Dataset records
▶

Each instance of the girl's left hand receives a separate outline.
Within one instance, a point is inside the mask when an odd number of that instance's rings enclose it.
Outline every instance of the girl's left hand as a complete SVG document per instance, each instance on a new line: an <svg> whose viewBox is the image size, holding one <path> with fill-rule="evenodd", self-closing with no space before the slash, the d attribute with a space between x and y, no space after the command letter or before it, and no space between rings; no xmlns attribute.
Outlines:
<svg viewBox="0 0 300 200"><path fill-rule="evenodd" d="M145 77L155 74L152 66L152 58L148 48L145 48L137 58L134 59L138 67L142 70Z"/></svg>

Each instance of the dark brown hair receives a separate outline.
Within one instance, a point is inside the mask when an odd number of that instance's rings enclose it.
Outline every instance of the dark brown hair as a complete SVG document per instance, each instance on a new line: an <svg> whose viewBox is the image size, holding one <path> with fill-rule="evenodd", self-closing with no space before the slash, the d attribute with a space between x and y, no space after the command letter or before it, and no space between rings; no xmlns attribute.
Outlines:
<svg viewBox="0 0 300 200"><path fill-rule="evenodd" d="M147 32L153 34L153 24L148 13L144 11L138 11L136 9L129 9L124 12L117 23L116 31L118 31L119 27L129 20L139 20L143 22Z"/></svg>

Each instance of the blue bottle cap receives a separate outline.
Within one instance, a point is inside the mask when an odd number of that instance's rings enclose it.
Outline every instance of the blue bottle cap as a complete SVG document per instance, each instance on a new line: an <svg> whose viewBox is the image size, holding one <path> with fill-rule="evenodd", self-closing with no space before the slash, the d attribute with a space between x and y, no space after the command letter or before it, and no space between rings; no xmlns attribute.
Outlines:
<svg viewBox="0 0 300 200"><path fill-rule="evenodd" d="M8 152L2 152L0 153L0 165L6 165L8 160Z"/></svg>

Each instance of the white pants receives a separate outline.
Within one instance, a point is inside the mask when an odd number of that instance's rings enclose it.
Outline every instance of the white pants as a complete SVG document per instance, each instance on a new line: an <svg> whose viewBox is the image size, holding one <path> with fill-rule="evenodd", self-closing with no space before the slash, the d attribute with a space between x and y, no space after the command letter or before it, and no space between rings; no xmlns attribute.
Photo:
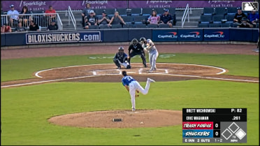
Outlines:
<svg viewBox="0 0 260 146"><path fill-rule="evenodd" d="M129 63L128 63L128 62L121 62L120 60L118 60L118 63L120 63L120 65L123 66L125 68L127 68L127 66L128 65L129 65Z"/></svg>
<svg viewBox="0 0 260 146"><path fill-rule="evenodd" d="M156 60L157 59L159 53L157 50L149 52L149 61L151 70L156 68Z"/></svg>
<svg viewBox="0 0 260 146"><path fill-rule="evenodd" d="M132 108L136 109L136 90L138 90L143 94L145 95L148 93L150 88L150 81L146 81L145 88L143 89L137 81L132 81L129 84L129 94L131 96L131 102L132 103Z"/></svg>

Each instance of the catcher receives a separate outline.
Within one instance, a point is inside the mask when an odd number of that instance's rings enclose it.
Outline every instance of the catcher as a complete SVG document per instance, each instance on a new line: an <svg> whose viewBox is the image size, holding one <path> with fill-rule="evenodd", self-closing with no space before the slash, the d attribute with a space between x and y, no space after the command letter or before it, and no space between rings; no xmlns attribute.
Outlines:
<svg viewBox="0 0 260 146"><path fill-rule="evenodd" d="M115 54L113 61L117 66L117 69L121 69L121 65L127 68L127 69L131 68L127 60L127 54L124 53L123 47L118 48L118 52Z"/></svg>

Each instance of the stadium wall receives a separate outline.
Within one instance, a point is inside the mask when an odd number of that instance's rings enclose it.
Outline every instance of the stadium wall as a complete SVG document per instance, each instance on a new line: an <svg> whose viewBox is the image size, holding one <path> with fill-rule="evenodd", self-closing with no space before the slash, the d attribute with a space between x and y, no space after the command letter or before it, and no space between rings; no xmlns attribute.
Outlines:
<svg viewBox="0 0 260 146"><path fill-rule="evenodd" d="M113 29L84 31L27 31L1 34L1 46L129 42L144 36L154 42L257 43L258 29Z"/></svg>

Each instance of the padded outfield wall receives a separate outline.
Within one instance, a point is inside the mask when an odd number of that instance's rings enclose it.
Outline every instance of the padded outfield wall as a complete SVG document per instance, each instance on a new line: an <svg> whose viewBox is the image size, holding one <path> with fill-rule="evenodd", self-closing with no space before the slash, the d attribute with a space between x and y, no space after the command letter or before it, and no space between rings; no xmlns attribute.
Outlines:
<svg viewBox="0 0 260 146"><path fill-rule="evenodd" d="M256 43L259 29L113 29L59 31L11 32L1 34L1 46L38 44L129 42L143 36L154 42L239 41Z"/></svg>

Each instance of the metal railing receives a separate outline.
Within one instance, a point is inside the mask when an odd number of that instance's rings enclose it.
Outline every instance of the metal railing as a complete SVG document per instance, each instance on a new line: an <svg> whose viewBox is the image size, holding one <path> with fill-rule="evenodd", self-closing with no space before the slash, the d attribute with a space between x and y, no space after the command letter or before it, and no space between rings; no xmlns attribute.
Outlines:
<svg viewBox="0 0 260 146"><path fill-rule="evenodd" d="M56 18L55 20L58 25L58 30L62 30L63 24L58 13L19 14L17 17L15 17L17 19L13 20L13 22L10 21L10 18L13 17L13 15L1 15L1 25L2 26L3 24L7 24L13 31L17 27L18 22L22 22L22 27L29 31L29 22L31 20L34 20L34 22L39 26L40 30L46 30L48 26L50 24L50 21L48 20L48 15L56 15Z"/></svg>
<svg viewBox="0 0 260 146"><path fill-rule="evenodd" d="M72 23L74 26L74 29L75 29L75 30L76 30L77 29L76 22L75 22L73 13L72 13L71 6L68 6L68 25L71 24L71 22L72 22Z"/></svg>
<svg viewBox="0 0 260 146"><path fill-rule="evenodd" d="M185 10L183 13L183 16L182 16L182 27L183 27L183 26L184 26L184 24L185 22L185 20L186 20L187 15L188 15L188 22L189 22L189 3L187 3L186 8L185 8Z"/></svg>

◀
▶

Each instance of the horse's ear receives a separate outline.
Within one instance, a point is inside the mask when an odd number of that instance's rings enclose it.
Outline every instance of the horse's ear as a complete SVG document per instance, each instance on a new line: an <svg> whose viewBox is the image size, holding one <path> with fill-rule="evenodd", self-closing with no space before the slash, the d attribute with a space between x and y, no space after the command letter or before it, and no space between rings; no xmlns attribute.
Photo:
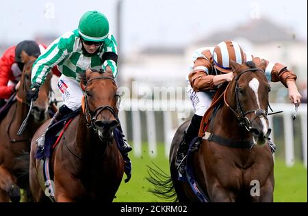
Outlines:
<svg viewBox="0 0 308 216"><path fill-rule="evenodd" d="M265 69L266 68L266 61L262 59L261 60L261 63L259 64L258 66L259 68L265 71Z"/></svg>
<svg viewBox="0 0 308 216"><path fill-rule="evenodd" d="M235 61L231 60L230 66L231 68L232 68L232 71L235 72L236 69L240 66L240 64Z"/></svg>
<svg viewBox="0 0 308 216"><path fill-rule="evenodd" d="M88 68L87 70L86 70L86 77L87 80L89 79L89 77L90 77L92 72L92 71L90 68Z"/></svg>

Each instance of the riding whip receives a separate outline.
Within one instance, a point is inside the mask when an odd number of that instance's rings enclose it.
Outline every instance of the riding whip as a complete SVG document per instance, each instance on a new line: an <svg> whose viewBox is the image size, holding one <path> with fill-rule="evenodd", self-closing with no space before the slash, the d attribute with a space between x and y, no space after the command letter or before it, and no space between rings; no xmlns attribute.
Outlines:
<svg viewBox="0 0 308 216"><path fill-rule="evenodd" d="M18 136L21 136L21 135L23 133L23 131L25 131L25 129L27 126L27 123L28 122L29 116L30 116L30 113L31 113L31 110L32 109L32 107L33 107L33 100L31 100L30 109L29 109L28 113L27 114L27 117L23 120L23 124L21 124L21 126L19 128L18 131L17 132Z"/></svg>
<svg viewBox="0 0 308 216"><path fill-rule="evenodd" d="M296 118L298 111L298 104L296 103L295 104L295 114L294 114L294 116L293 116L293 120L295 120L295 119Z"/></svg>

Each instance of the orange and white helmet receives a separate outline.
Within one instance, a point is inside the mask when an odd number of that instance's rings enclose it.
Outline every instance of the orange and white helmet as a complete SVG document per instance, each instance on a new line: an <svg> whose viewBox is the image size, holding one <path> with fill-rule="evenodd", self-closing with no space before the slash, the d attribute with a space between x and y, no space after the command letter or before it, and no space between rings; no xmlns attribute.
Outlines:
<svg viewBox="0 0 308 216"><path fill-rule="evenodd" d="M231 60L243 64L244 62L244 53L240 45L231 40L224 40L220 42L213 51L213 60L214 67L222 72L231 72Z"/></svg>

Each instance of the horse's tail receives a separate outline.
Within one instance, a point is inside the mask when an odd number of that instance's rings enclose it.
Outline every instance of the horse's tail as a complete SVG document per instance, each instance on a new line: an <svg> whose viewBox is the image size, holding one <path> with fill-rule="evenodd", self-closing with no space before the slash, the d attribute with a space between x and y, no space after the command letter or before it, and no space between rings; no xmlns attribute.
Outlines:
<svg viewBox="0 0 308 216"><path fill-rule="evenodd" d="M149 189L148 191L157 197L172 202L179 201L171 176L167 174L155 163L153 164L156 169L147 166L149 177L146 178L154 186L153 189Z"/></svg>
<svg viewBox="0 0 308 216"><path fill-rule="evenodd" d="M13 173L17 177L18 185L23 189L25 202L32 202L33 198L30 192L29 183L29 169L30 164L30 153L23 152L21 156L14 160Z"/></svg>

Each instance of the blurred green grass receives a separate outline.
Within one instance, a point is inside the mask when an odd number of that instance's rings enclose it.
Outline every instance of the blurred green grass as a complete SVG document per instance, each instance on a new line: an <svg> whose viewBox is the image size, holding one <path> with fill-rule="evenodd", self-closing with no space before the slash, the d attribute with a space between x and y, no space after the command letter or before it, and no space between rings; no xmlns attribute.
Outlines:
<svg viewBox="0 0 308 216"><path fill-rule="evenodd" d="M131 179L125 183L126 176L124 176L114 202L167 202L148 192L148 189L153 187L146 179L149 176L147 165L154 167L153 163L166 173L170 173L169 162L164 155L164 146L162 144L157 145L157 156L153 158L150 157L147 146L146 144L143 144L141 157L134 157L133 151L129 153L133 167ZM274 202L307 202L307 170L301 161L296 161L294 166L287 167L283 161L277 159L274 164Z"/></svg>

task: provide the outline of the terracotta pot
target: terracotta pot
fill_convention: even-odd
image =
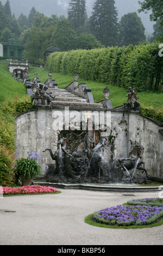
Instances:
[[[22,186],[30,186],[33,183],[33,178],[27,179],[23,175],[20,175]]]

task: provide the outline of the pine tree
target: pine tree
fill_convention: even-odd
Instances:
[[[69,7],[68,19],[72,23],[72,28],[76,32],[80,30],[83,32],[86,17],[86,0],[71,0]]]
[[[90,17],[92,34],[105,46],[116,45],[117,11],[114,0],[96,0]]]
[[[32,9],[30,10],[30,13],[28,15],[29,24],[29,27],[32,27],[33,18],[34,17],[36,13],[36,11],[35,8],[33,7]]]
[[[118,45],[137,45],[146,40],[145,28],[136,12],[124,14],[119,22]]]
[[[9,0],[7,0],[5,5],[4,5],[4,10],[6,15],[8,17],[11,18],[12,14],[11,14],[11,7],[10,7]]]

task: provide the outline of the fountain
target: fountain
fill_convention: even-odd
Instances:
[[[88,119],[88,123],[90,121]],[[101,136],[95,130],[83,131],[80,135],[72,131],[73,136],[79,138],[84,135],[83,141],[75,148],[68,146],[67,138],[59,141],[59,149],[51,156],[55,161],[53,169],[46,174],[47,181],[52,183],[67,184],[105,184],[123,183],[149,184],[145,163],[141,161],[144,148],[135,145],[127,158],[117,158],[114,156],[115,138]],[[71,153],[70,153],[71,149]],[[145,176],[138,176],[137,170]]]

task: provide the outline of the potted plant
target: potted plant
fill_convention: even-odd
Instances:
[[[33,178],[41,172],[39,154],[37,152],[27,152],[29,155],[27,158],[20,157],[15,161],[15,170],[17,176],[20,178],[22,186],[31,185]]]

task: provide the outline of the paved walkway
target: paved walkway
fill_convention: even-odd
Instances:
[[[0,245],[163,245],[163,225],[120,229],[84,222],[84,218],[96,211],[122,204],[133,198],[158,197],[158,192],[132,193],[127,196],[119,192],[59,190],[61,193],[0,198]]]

◀

Report how many lines of the records above contain the word "tree". Give only the number.

2